##### DOCUMENT TEXT #####

Whichever card you choose, these habits maximise what you earn:

Put everything through the card. The points aren’t meaningful if you only use the card for big purchases. Groceries, fuel, subscriptions, dining — everything earns. The discipline is paying the balance in full every month; carry a balance and the interest eliminates all the rewards value instantly.

Don’t miss the sign-up spend target. Most cards require a spend within a set window to unlock the bonus. Set a reminder. If your regular spending won’t hit the target, consider timing a larger purchase — a holiday booking, car insurance renewal, or home purchase — around your application date.

Transfer points strategically, not immediately. Membership Rewards points lose nothing by sitting in your account. Transfer them to Avios or another programme only when you have a specific redemption in mind. This preserves optionality.

Stack with a companion voucher or 2-4-1 wherever possible. The exponential value of these programmes comes from using points for two people. A solo redemption is good. A companion redemption is transformational.


Frequently Asked Questions

What is the best UK travel credit card for Avios in 2026?

For most people, the Amex Gold is the best starting point — it earns flexible Membership Rewards points that transfer 1:1 into Avios, and the current 40,000 sign-up bonus is at an all-time high. If you’re a committed BA flyer spending £15,000+ per year, the BA Amex Premium Plus and its 2-4-1 Companion Voucher offers superior long-term value.

Is the Amex Gold worth it in 2026?

Yes — especially right now. The card is free in the first year, the 40,000 point bonus (available until 26 May 2026) is the highest it’s been, and the flexibility of Membership Rewards points makes it the most versatile earn in the UK market. Even if you’re not sure which airline you’ll use, Amex Gold lets you decide later.

Can I get the Amex Gold sign-up bonus if I already have an Amex card?

Only if you haven’t held any personal American Express card in the previous 24 months. Business Amex cards (Gold Business, Platinum Business) don’t count against you. If you currently hold the BA Amex, Marriott Amex, or Nectar Amex, you won’t qualify for the Gold bonus — but you may still qualify for the Platinum bonus, which has different eligibility rules.

##### DATASET EXTRACT #####

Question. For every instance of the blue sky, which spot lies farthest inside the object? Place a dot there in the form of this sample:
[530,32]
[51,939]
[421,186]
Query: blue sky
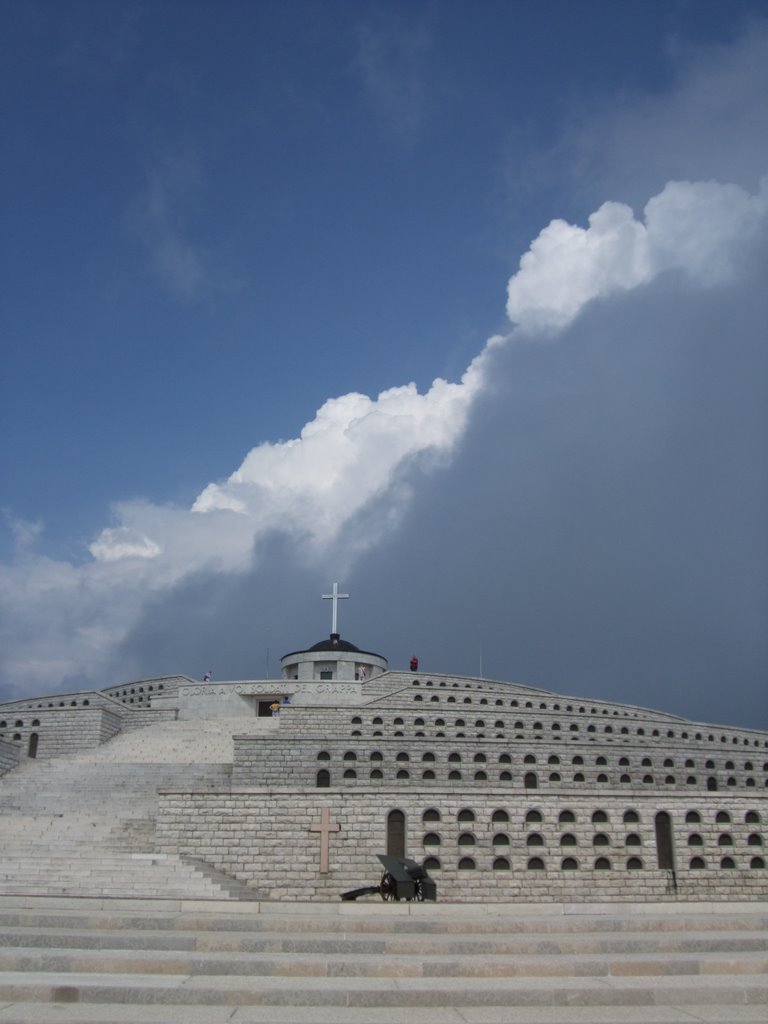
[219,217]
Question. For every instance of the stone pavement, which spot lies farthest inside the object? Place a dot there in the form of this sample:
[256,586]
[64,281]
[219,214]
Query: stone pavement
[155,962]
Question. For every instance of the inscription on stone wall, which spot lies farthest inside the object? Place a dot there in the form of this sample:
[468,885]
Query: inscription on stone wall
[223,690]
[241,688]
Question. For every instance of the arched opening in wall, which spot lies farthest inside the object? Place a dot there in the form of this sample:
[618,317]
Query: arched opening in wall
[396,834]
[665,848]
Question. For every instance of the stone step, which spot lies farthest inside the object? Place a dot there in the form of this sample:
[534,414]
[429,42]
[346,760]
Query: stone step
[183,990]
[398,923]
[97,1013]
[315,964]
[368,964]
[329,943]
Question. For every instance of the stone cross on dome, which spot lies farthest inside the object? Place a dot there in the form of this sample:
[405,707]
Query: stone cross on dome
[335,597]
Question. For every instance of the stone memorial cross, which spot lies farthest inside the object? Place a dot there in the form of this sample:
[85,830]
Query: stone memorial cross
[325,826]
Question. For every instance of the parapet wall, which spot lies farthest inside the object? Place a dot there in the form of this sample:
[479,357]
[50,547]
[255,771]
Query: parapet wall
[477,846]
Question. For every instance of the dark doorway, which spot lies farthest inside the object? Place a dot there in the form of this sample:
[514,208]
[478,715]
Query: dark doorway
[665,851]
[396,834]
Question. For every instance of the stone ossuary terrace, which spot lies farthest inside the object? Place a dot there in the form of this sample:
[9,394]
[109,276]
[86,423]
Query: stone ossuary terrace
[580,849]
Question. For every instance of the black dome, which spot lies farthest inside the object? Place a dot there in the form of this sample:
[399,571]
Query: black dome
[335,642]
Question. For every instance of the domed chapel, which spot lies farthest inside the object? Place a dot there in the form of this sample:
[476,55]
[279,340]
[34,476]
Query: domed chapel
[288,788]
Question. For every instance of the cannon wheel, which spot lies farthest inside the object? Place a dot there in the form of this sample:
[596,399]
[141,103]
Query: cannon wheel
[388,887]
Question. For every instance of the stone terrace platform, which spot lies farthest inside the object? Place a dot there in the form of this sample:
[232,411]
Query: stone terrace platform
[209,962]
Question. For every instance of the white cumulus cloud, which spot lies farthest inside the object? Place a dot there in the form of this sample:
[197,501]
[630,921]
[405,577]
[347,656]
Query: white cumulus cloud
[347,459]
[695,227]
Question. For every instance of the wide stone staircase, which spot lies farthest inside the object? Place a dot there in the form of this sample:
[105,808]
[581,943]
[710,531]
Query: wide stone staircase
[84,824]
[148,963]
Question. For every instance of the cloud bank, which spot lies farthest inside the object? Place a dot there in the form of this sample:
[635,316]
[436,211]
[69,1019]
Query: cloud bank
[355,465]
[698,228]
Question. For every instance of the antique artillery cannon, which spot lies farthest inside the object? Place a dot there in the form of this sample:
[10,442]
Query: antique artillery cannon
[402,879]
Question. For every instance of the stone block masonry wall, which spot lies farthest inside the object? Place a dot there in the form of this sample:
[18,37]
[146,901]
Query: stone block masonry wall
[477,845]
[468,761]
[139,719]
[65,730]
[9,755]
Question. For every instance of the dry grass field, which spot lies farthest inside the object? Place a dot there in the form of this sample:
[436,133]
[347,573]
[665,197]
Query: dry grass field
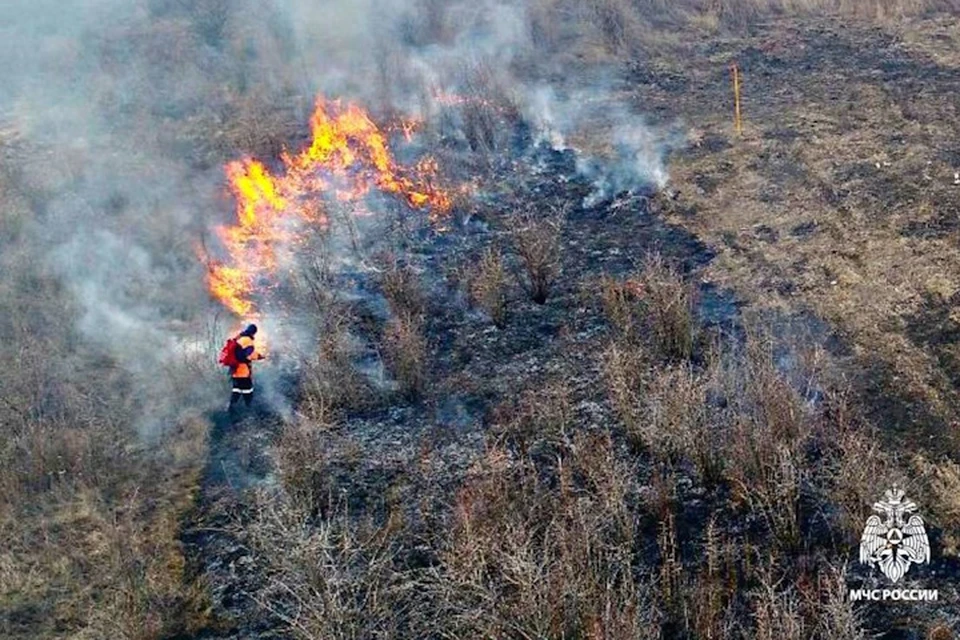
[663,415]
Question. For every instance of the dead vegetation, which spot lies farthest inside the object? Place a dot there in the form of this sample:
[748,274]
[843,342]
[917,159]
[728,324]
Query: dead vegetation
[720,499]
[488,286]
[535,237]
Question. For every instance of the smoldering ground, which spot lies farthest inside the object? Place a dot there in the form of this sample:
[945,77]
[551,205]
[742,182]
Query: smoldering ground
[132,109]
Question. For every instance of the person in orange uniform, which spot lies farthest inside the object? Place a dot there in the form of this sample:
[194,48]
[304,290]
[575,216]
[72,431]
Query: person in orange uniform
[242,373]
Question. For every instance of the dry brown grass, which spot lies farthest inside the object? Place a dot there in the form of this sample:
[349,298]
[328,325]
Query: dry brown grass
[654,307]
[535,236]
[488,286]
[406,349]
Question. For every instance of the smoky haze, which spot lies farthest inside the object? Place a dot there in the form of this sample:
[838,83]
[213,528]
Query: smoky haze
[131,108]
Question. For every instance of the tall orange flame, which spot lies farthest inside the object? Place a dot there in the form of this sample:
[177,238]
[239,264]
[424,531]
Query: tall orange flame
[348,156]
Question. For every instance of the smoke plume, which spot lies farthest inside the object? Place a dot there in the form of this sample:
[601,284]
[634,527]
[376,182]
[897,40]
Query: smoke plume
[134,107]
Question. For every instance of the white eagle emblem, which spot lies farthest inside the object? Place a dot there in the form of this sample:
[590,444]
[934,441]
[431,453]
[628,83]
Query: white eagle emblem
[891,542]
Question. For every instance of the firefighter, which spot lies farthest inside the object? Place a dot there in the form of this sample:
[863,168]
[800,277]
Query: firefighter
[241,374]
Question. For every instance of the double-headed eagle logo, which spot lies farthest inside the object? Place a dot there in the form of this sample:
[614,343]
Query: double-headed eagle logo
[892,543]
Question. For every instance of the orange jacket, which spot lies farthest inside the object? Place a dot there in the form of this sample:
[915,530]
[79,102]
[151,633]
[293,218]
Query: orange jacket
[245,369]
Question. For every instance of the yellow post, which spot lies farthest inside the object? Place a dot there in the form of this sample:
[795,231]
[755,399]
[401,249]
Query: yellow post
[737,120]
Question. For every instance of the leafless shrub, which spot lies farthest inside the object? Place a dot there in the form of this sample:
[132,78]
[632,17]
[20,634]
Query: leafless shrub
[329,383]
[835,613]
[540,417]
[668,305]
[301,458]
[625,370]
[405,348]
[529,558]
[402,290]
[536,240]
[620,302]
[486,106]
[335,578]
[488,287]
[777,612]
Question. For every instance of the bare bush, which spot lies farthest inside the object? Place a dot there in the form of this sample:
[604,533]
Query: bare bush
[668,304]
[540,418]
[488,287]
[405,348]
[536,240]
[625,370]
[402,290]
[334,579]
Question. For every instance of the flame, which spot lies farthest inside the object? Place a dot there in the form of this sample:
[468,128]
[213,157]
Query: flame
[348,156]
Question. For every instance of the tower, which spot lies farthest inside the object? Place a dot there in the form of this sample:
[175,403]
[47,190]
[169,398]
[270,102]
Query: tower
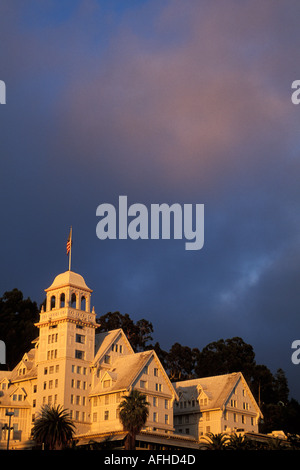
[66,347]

#####
##### DATASET EXTRACT #####

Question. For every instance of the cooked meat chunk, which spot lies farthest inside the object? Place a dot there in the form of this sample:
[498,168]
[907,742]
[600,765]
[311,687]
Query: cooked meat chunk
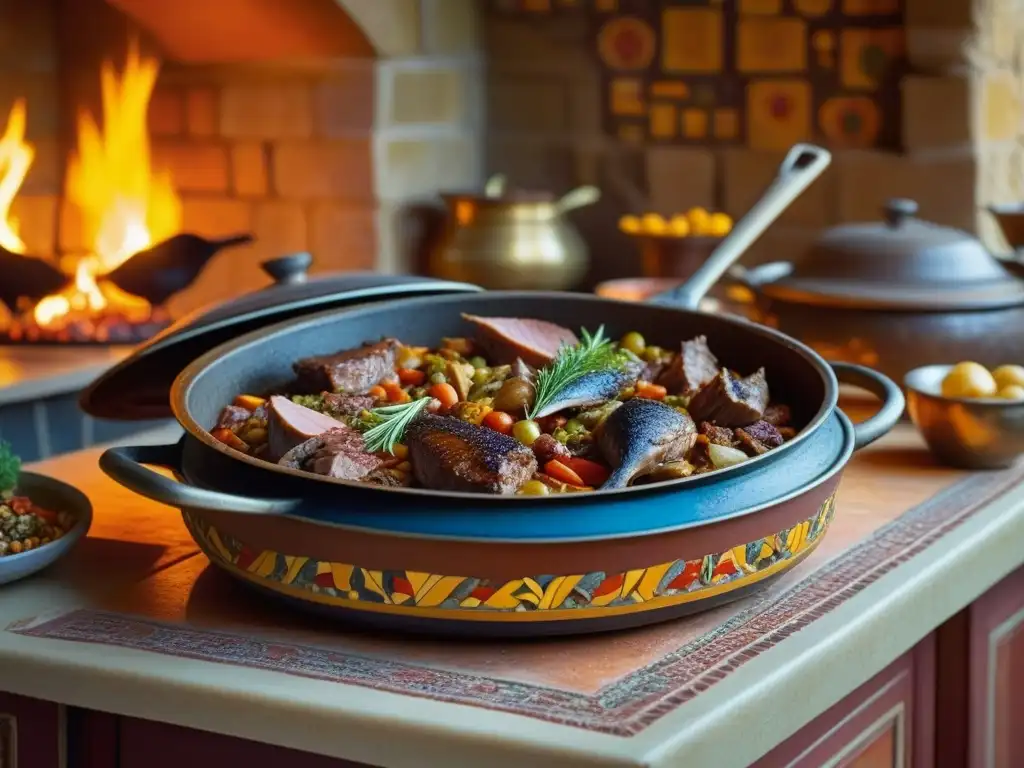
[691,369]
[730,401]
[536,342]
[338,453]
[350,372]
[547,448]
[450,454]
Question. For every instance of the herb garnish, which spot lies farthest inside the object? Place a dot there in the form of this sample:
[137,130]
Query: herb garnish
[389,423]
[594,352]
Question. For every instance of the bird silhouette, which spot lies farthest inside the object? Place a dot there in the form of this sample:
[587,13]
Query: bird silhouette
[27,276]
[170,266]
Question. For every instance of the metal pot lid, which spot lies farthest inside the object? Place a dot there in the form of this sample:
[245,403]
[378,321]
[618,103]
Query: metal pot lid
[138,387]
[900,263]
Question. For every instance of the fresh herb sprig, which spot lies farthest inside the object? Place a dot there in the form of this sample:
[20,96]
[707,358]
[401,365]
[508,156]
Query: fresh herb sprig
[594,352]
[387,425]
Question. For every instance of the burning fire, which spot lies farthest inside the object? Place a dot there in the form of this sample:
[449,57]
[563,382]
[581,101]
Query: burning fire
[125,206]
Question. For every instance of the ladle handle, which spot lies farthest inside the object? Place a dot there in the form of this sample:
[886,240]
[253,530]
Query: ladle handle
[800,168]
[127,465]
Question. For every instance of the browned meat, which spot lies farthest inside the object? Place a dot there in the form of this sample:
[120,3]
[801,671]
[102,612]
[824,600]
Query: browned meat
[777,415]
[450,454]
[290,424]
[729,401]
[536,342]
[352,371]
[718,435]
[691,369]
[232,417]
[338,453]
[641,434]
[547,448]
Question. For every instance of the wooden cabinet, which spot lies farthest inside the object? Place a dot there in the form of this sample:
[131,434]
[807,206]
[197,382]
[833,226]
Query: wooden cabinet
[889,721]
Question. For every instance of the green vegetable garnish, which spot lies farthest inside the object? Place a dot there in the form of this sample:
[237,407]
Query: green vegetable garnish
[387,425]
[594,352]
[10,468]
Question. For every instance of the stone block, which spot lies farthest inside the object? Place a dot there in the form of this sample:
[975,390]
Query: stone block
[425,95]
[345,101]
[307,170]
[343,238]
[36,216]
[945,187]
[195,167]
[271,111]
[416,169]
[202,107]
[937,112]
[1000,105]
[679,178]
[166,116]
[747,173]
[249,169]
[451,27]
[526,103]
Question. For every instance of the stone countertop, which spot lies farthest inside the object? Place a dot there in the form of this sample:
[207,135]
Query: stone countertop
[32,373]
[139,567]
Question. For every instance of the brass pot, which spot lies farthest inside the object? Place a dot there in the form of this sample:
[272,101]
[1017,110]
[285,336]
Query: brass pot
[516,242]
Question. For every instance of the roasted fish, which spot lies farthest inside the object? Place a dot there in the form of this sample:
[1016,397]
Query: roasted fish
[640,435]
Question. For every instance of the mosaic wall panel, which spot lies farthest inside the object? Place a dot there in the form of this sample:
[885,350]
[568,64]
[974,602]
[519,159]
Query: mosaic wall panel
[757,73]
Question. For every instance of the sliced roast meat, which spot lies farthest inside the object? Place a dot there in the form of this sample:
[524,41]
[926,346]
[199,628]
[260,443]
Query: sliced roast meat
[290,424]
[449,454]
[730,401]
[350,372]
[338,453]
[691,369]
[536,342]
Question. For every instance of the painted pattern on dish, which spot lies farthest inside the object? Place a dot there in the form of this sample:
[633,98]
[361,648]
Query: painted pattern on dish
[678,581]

#####

**DIRECTIONS:**
1. Rewrite the part of the credit card text that opens with the words containing "Stack with a" and closes with "redemption is transformational.", replacing "transformational" with "remarkable".
2. Please restate the paragraph of the credit card text beginning "Transfer points strategically" in a single shorter sentence, keeping its main facts.
3. Continue the credit card text from the point where it stops.
The listing is separate material from the credit card text.

**ANSWERS PROVIDED:**
1.
Stack with a companion voucher or 2-4-1 wherever possible. The exponential value of these programmes comes from using points for two people. A solo redemption is good. A companion redemption is remarkable.

2. Membership Rewards points lose nothing by staying in your account, so move them to Avios or another program only when you have a specific redemption in mind, which preserves optionality.

3.
What is the best UK card for airport lounge access in 2026?

The Amex Platinum gives you unlimited Priority Pass access — the most generous lounge benefit of any UK card. The Amex Gold includes 4 lounge visits per year via Priority Pass, which suits occasional travellers. The Barclaycard Avios Plus includes DragonPass with 4 free access, then charged at £20.50 per visit.

Is the BA Amex Premium Plus worth the £300 annual fee?

It depends almost entirely on whether you can trigger the 2-4-1 Companion Voucher. If you spend £15,000+ per year on the card and use the voucher for a Business or First Class redemption, the fee is comfortably justified — the voucher can save 30,000–80,000+ Avios depending on the route. If you spend less than £15,000, the Barclaycard Avios Plus achieves similar earning at a lower fee and threshold.

Can I hold more than one travel rewards card?

Yes — and many serious points collectors do. A common combination is Amex Gold (for the flexible MR points and Amex-specific offers) paired with a Visa or Mastercard for merchants that don’t accept Amex. Once you’re more advanced, the Amex Platinum alongside the BA Amex Premium Plus is a popular pairing, though you won’t be eligible for the Amex Platinum sign-up bonus if you already hold the Gold. In this case, look out for upgrade offers from Gold to Platinum which in itself can be over 30,000 points.


Final Word

The best travel credit card for you is the one you’ll actually use consistently and pay off in full every month. But within that, the Amex Gold — particularly right now while the 40,000 point bonus is live — is the closest thing to a universal first answer. It opens up the widest range of redemption options, it’s free for a year, and the bonus alone is worth two return Business Class flights to Europe on Avios.

If you’re ready to take the next step with your points journey, I’d also recommend reading:


Faze is the founder of WanderUpFront and has earned and spend over 5 million miles, flown over 2 million miles across 6 continents. He holds or has held all of the cards mentioned in this article and writes from direct experience. This article is updated monthly as sign-up bonuses and card terms change. Credit is subject to status. Please read the full terms and conditions of any financial product before applying.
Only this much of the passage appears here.